Request: Pull out every line in the data below that contains the word "claw", and list those lines.

Provided information:
● ● ● ●

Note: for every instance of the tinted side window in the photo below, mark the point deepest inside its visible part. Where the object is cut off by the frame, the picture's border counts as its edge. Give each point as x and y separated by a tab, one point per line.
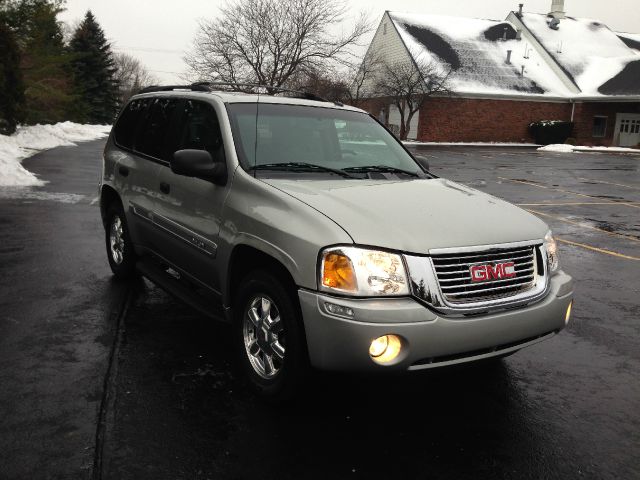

● ● ● ●

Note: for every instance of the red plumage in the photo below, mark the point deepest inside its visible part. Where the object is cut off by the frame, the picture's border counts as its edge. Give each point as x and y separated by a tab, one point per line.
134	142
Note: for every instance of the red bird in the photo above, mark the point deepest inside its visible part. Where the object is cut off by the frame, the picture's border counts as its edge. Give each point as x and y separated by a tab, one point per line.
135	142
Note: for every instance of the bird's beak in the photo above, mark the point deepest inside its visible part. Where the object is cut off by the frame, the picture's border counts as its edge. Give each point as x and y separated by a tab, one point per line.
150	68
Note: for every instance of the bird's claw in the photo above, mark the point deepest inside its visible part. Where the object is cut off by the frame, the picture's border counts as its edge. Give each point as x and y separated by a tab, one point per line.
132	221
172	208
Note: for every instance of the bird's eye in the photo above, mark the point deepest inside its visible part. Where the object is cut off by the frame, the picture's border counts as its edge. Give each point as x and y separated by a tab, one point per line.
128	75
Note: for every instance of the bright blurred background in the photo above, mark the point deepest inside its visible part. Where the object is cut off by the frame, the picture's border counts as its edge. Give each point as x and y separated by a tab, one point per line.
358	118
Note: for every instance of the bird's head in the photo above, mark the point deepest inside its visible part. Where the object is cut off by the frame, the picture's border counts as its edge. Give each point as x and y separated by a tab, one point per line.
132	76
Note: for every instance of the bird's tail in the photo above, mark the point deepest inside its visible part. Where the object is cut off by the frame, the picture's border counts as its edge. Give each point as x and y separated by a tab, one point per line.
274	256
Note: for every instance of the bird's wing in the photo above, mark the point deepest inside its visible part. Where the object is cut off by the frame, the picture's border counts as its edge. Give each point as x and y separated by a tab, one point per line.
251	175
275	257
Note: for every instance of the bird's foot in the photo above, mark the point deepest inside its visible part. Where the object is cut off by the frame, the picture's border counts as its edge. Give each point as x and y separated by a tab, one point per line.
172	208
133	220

● ● ● ●

Answer to the exercise:
Note: for every instance of the bird's claw in the photo above, mark the point deepest inside its visible part. Where the object is cut off by the frame, the picture's border counts as its edge. Give each point as x and y separated by a tab, one point per line.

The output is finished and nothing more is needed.